[Excerpt from a dataset]
--

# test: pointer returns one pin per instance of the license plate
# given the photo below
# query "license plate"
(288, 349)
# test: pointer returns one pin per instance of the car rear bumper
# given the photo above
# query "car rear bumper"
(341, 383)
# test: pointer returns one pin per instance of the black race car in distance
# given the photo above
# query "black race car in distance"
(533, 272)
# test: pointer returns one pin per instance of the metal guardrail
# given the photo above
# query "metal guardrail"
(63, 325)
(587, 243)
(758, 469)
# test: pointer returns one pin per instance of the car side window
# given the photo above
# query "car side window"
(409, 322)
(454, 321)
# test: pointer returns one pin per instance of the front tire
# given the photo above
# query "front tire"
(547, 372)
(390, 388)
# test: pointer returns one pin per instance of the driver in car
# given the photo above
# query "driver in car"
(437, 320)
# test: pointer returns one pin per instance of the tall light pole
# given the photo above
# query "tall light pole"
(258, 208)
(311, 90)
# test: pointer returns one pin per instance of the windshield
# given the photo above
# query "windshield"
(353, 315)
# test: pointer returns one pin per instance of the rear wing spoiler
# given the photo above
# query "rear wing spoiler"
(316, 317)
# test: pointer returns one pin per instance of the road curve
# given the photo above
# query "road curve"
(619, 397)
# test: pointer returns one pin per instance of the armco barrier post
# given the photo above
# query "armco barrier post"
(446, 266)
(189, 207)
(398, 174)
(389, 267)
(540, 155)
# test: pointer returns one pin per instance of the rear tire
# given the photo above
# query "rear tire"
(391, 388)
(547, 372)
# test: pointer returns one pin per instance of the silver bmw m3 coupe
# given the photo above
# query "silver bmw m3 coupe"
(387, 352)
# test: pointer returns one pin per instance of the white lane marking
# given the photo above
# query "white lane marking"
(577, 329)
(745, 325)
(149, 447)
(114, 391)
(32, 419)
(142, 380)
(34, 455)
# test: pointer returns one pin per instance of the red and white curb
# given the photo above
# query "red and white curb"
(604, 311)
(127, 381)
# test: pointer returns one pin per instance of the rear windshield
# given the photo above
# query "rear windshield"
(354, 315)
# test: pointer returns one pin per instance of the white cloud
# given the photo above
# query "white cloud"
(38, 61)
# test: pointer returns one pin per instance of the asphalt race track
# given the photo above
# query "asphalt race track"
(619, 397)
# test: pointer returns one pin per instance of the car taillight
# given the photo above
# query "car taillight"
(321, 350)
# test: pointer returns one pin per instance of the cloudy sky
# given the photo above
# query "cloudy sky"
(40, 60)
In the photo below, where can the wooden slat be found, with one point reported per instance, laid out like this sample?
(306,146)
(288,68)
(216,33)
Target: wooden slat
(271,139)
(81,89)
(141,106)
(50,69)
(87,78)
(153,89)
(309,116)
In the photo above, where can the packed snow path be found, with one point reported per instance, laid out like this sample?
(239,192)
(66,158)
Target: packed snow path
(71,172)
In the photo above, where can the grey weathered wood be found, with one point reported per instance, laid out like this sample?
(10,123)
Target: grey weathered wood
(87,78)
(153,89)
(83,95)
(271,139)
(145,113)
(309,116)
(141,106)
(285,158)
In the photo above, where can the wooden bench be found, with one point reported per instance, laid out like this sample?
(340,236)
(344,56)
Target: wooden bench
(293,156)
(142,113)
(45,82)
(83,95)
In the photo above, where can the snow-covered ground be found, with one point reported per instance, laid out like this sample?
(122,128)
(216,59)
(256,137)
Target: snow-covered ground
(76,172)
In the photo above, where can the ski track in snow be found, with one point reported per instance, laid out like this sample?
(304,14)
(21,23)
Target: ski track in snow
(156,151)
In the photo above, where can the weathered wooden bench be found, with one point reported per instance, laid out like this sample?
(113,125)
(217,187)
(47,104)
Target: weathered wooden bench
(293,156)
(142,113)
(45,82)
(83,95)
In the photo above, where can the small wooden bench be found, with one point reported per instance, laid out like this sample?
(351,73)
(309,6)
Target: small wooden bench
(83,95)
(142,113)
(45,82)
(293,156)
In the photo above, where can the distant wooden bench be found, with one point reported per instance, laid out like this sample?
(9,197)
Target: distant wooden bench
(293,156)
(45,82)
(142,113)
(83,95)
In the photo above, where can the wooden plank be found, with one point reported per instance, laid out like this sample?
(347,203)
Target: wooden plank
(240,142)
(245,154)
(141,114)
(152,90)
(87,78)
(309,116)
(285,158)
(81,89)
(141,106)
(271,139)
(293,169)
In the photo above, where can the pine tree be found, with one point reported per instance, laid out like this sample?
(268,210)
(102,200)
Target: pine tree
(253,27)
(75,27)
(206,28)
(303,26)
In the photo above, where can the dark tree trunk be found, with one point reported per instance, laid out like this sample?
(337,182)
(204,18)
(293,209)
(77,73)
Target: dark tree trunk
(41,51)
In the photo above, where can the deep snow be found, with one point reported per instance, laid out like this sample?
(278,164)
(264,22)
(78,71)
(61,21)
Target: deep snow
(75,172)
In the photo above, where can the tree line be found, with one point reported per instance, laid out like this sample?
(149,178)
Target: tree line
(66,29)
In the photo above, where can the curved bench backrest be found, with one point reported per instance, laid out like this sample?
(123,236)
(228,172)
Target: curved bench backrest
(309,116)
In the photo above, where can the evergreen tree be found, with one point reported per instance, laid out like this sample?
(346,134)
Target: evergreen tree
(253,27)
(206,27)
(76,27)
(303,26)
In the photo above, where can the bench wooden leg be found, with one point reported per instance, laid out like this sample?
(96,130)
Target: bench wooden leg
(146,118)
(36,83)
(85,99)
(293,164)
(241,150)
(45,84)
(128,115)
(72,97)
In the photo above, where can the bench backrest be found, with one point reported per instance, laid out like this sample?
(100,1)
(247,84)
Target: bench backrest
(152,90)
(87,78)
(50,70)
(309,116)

--

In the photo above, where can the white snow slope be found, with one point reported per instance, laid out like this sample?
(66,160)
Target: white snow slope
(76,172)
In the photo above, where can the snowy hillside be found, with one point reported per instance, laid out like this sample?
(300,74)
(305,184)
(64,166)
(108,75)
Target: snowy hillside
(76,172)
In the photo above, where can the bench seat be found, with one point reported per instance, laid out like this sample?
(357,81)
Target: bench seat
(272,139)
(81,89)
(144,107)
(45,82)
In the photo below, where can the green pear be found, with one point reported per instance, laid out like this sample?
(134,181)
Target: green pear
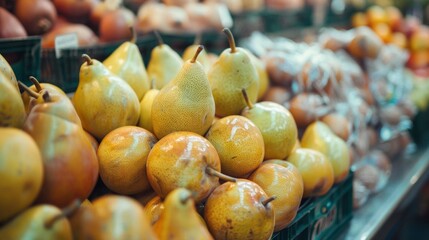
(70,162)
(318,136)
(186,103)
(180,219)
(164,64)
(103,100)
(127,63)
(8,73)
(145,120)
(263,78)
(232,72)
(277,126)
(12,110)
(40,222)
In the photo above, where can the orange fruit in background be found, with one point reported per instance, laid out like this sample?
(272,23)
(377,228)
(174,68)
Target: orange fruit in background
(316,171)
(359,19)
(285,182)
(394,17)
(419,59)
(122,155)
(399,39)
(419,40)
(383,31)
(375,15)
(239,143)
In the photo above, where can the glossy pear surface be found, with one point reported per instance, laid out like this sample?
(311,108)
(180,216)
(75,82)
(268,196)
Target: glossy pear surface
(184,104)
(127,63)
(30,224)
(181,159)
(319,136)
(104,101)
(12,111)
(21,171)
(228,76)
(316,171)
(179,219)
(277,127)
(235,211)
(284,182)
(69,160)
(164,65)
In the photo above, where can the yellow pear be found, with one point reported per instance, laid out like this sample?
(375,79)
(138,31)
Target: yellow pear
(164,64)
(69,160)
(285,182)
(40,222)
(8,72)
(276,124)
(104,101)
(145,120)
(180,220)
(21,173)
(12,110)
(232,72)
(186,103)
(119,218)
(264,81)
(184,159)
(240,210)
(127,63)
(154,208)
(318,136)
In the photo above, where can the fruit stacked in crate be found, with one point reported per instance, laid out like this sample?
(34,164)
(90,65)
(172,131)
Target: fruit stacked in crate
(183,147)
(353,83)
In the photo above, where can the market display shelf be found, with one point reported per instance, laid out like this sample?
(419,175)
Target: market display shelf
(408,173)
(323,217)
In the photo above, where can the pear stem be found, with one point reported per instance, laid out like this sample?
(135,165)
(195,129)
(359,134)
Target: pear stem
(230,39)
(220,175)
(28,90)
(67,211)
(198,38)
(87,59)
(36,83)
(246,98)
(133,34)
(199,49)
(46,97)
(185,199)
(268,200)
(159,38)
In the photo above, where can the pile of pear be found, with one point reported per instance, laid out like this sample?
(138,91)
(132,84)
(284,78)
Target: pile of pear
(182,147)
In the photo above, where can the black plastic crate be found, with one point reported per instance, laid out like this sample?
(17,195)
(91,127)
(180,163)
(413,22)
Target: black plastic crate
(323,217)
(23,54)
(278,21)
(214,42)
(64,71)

--

§ Work to do
Count the lines in the records above that contain the string "road", treating uppercase and lowercase as distinct, and give only the number.

§ Solution
2